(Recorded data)
━━━━━━━━━━━━━━━━━━━━

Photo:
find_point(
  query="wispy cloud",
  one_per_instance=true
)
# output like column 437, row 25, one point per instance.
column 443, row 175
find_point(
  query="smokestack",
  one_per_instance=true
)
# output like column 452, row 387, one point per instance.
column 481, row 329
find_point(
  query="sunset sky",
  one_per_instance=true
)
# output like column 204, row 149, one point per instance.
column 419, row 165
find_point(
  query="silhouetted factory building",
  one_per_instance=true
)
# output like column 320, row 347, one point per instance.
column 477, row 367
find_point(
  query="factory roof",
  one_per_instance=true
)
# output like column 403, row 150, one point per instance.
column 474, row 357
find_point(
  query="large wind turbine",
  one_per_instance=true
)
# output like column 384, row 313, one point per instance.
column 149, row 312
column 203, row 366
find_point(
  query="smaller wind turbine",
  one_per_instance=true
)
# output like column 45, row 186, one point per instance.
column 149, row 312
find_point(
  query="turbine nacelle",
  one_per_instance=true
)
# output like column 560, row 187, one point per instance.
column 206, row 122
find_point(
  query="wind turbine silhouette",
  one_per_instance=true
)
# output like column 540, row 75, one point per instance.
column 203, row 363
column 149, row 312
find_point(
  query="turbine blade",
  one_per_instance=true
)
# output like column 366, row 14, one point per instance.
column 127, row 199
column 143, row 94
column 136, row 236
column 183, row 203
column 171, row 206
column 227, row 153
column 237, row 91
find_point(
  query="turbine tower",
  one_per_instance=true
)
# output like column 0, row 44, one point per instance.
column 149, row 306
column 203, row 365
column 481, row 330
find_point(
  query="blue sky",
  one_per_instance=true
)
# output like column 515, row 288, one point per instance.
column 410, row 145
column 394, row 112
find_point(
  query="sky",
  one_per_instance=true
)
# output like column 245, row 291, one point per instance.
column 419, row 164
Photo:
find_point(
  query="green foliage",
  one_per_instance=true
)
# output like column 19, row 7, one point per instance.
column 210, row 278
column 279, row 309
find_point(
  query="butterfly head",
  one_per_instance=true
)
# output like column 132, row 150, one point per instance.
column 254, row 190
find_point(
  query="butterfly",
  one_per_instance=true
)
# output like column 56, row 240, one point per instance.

━━━━━━━━━━━━━━━━━━━━

• Stated goal: Duplicate the material above line for line, without any changes.

• Solution:
Photo:
find_point(
  query="wispy cloud",
  one_per_instance=true
)
# output like column 437, row 25, one point per instance.
column 443, row 175
find_point(
  query="smokestack",
  one_per_instance=true
)
# output like column 452, row 387, one point per instance.
column 481, row 329
find_point(
  query="sunset sky",
  one_per_instance=true
)
# output like column 204, row 149, one point per instance.
column 419, row 165
find_point(
  query="silhouetted factory building",
  one_per_instance=true
)
# output like column 320, row 347, one point per instance.
column 477, row 367
find_point(
  query="factory roof",
  one_per_instance=true
)
# output like column 403, row 150, one point per instance.
column 474, row 357
find_point(
  query="large wind turbine",
  one_per_instance=true
)
# output like column 384, row 313, one point per instance.
column 149, row 312
column 203, row 366
find_point(
  query="smaller wind turbine",
  one_per_instance=true
)
# output like column 45, row 186, one point per instance.
column 149, row 312
find_point(
  query="turbine nacelle",
  one_per_instance=true
)
# output like column 560, row 187, one point per instance.
column 206, row 122
find_point(
  query="wind turbine silhouette",
  one_per_instance=true
)
# output like column 540, row 75, one point per instance.
column 203, row 363
column 149, row 312
find_point(
  query="turbine blade",
  one_per_instance=true
)
# output like column 366, row 14, one point per instance.
column 127, row 199
column 143, row 94
column 136, row 236
column 183, row 203
column 171, row 206
column 227, row 153
column 237, row 91
find_point(
  query="turbine tower",
  one_per_instance=true
)
# output like column 0, row 44, one point per instance.
column 149, row 306
column 203, row 365
column 481, row 330
find_point(
  query="blue sky",
  one_per_instance=true
)
# output like column 515, row 288, one point per instance.
column 410, row 145
column 394, row 112
find_point(
  query="sky",
  one_per_instance=true
)
# output like column 245, row 291, one point per instance.
column 419, row 164
Photo:
find_point(
  query="green foliage",
  one_per_instance=true
)
# output like column 19, row 7, one point per instance.
column 210, row 278
column 279, row 309
find_point(
  query="butterfly head",
  one_per_instance=true
)
# output like column 132, row 150, one point per instance.
column 254, row 190
find_point(
  query="butterfly",
  one_per_instance=true
)
# output like column 56, row 240, one point per instance.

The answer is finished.